• [Dataset entries]:
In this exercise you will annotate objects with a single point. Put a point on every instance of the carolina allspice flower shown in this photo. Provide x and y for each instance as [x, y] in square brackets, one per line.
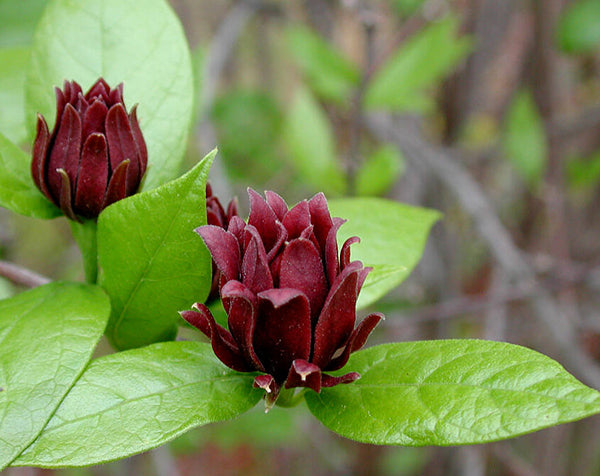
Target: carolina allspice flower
[289, 297]
[96, 153]
[217, 216]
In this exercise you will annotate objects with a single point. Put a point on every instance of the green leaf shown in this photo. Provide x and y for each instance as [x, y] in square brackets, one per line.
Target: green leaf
[152, 262]
[311, 144]
[525, 138]
[13, 64]
[18, 20]
[427, 57]
[329, 74]
[17, 190]
[140, 43]
[392, 239]
[379, 172]
[579, 27]
[47, 336]
[132, 401]
[453, 392]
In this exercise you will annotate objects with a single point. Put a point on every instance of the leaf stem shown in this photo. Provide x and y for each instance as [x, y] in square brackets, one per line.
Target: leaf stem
[85, 236]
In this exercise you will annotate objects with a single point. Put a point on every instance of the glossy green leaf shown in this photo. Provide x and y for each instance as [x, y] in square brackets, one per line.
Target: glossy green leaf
[427, 57]
[140, 43]
[453, 392]
[132, 401]
[579, 27]
[380, 171]
[393, 237]
[311, 144]
[152, 262]
[525, 138]
[13, 64]
[47, 336]
[17, 189]
[330, 75]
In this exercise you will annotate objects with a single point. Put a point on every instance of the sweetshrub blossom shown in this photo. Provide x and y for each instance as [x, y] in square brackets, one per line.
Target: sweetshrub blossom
[96, 153]
[217, 216]
[290, 297]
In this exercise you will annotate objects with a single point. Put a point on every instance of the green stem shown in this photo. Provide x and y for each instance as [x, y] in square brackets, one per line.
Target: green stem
[290, 397]
[85, 236]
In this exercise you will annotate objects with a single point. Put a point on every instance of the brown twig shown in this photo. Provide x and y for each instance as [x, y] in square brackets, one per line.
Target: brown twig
[22, 276]
[407, 137]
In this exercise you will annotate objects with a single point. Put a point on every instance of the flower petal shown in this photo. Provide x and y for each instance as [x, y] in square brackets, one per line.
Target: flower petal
[345, 253]
[277, 204]
[301, 268]
[357, 340]
[65, 150]
[320, 218]
[255, 271]
[297, 220]
[336, 322]
[122, 145]
[93, 120]
[224, 249]
[241, 305]
[264, 219]
[92, 179]
[283, 332]
[304, 374]
[117, 189]
[222, 342]
[40, 155]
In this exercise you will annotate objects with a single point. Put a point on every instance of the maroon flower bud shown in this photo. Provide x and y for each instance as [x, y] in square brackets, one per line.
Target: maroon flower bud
[96, 153]
[290, 297]
[216, 215]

• [PROBLEM DESCRIPTION]:
Rescale the entries from the line containing "of the brown" through the end of the entries by rewriting every line, including the requests, with each x and y point coordinate in the answers multiplied by 1.05 and rounded to a whole number, halves rounded up. Leave all other numbers unchanged.

• [RESPONSE]:
In this exercise you will annotate objects with a single point. Put a point on every instance of the brown twig shown in this photo. Provide x and y for each instance as [x, y] in square brackets, one per line.
Target: brown twig
[23, 290]
[427, 144]
In this exercise you will annotate objects with a single point. Put a point on every instance of the flower petal shown in this photo. Provide x and y for each instance as [x, y] in square brackets, one per line.
Target: flower petal
[362, 266]
[291, 214]
[316, 281]
[375, 357]
[68, 158]
[336, 229]
[268, 285]
[312, 231]
[353, 338]
[128, 152]
[98, 126]
[235, 261]
[253, 320]
[277, 230]
[97, 188]
[297, 349]
[319, 393]
[123, 198]
[233, 359]
[42, 163]
In this exercise you will annotate objects with a single point. Put a point on every instance of the maroon flower bud shown in this photo. Provide x and y for each instance as [x, y] in square brackets, one per line.
Target: maroon flower bud
[101, 161]
[305, 312]
[227, 226]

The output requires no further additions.